■ Instructions to follow
Return every record exactly as written.

(Stored items from a collection)
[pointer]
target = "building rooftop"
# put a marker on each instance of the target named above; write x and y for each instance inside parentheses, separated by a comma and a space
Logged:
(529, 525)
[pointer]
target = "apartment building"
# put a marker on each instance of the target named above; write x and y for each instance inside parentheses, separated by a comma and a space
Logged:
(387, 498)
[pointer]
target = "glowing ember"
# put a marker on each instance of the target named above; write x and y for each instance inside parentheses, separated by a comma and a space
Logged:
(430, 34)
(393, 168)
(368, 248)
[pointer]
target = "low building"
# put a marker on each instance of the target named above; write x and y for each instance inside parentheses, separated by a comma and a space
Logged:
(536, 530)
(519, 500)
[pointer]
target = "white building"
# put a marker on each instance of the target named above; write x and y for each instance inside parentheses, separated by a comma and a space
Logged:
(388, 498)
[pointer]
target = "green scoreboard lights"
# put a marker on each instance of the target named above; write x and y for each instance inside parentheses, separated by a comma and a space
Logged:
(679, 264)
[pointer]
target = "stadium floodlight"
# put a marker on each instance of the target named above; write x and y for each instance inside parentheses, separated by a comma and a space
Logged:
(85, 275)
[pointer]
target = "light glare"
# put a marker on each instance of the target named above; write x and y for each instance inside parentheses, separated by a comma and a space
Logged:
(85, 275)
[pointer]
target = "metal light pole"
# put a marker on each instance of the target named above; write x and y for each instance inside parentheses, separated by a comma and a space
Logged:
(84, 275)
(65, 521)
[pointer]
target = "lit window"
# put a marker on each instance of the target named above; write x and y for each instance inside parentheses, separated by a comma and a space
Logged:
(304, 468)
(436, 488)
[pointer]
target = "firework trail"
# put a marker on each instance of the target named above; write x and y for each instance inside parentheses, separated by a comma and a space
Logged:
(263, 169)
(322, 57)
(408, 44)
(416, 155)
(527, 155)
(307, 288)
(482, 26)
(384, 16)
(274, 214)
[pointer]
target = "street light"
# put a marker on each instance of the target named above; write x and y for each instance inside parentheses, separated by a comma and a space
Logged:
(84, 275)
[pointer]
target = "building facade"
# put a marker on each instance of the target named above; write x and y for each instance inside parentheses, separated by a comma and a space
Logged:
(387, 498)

■ Correct result
[pointer]
target = "building rooftop"
# put a marker on each instance of the target named above; write x and y for each instance inside parentheses, separated by a comma and a space
Logged:
(529, 525)
[pointer]
target = "apartment building"
# put a marker on each instance of the target named above; write x and y for each instance inside parentheses, separated by a comma and a space
Logged:
(387, 498)
[pointer]
target = "glowing ember"
# put a marker on each instance of the target named above; write x and y for each instance inside parentheses, separated by a comma and a space
Logged:
(430, 34)
(393, 168)
(368, 248)
[pointer]
target = "low building"
# put a marker on each instance of the target named above; write x and y for each instance inside parentheses, separated by a comma and a space
Logged:
(536, 530)
(519, 500)
[pointer]
target = "white building"
# put a marker on each instance of the target named above; write x and y for each instance inside parentheses, separated by a comma and a space
Logged:
(388, 498)
[pointer]
target = "green scoreboard lights"
# put a marker on each instance of the target named above; write x and y for each instance inside parentheses, separated by a comma and a space
Logged:
(679, 264)
[pointer]
target = "stadium floodlight"
# put a marker on each instance of the target named above; write x and y for each instance inside parentheses, separated by a comma and a space
Logged:
(85, 275)
[pointer]
target = "light glare"
# put a marker on each instance of the target named above; write x and y for each instance inside parentheses, separated by a comma and a space
Logged:
(85, 275)
[pointer]
target = "metal light pole"
# put a marker on each instance of the target named above; write x and y for each instance inside parentheses, separated by a comma and a space
Logged:
(84, 275)
(65, 521)
[pointer]
target = "lit window"
# put a marker on each instance of the target named above; write x and y for each instance inside parentheses, separated by a comma and a space
Logged:
(304, 468)
(436, 488)
[pointer]
target = "firework trail"
# put a marker on each instance of the target named above; write x and y for each instance inside parentheses, separated by a comma and a space
Logged:
(263, 169)
(322, 57)
(408, 44)
(416, 155)
(527, 155)
(307, 288)
(482, 26)
(384, 16)
(274, 214)
[pointer]
target = "street light"
# put a marker on each instance of the target named above; write x and y for each instance inside parentheses, separated by a comma and a space
Logged:
(84, 275)
[pointer]
target = "building facade"
# put a marker on each instance of the target named above; write x and y for each instance inside parentheses, separated by a comma and a space
Logged:
(387, 498)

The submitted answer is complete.